**WORK TO BE COMPLETED:** Among the entries below, find every line that has "dark" and pull it out.

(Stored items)
************
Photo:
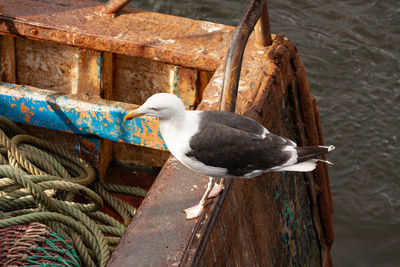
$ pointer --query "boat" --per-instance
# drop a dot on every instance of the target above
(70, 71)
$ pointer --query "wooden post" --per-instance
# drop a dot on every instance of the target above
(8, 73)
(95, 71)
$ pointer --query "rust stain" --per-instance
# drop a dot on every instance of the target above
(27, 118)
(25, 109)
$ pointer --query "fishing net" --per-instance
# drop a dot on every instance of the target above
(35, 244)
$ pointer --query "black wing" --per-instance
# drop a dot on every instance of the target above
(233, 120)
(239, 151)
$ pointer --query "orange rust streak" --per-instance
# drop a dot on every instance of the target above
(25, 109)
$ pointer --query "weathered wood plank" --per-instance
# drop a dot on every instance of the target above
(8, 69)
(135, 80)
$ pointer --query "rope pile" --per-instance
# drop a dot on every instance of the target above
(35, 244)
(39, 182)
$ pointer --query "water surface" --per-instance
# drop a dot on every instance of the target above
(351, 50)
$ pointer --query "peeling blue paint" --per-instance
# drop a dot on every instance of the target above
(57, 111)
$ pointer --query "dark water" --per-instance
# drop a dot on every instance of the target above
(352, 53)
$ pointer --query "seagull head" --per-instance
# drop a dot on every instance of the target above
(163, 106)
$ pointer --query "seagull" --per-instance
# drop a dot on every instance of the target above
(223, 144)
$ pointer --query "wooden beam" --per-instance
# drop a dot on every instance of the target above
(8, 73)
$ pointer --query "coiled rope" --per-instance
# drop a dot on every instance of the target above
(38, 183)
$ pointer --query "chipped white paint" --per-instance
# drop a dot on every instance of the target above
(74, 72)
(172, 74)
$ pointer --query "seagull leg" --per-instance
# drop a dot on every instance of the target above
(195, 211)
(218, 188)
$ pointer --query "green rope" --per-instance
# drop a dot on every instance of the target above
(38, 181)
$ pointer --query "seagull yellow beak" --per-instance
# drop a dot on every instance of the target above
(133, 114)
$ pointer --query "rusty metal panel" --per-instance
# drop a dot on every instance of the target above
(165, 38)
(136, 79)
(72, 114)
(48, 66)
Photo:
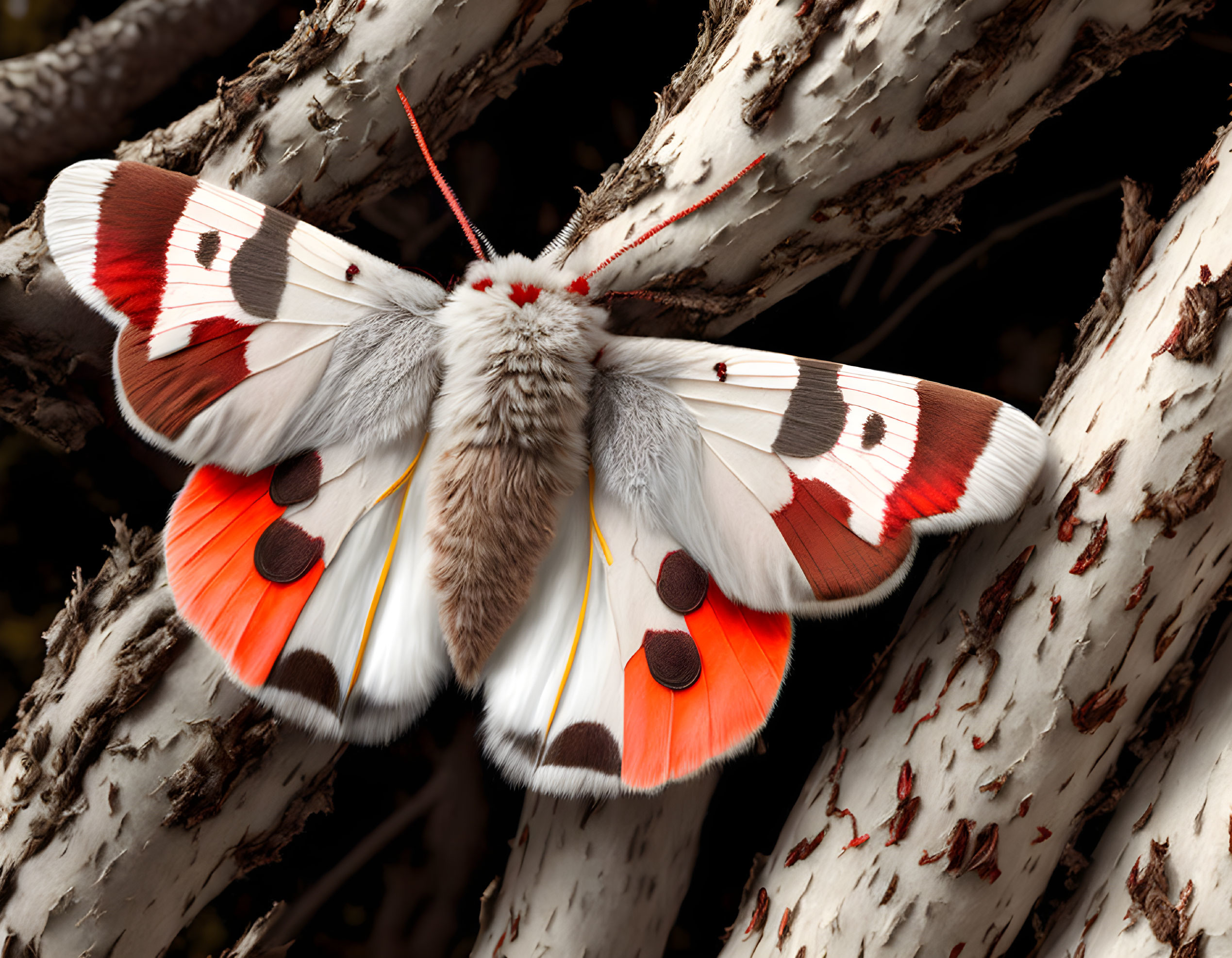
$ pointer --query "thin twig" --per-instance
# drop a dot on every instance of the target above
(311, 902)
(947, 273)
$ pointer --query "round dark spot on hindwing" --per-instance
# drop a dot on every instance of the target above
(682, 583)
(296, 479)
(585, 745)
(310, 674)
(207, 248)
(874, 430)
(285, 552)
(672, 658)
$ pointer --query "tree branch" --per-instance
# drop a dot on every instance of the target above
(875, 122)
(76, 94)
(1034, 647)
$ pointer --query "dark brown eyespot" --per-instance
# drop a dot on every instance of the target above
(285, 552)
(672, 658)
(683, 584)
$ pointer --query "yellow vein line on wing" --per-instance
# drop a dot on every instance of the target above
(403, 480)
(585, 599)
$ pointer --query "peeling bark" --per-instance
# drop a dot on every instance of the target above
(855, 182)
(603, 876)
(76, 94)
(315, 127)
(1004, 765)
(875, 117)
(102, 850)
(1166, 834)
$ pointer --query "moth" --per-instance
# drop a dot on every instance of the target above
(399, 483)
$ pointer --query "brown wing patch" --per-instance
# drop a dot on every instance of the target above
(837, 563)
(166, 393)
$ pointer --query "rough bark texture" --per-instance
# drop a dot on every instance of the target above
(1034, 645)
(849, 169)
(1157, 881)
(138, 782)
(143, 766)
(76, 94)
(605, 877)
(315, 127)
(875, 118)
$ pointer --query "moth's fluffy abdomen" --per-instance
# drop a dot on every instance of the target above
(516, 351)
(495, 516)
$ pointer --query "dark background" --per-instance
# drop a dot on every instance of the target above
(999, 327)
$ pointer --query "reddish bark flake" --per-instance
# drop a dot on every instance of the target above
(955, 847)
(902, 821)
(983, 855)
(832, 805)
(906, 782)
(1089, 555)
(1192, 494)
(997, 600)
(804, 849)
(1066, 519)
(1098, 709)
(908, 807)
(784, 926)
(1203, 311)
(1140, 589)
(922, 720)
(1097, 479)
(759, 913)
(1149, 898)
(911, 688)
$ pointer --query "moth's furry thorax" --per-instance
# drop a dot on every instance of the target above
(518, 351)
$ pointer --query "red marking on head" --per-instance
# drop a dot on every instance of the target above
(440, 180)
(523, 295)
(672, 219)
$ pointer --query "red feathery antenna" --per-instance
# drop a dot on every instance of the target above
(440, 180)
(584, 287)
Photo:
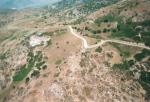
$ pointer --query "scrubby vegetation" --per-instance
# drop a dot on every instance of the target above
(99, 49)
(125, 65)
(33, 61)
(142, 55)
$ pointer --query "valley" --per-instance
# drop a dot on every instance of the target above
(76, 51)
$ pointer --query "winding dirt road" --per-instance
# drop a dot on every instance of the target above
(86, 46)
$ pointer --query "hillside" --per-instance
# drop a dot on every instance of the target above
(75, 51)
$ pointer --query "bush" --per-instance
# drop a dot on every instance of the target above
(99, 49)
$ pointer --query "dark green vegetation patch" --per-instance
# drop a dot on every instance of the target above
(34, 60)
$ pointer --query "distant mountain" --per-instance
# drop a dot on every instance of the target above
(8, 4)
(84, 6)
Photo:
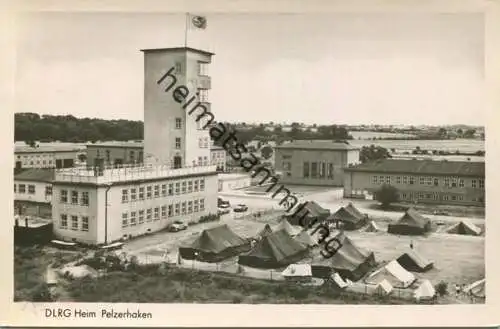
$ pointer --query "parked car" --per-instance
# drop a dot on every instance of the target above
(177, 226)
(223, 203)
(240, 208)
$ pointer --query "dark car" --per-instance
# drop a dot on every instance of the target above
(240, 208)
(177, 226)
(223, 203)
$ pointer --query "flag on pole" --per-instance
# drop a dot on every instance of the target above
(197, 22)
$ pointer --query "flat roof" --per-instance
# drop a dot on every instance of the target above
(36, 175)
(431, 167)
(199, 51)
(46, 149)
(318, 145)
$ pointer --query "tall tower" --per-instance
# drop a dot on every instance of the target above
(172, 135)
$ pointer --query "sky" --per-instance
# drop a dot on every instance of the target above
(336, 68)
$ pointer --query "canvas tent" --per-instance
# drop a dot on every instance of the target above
************
**RESPONSE AREA:**
$ pointer --query "dark water" --per-instance
$ pointer --query "round dark spot on hindwing" --per-instance
$ pointer --query "dark brown eyespot" --per-instance
$ pointer --query "dark background" --per-instance
$ pointer --query "dark green vegetation patch" --per-instance
$ pointer --query "dark car" --per-instance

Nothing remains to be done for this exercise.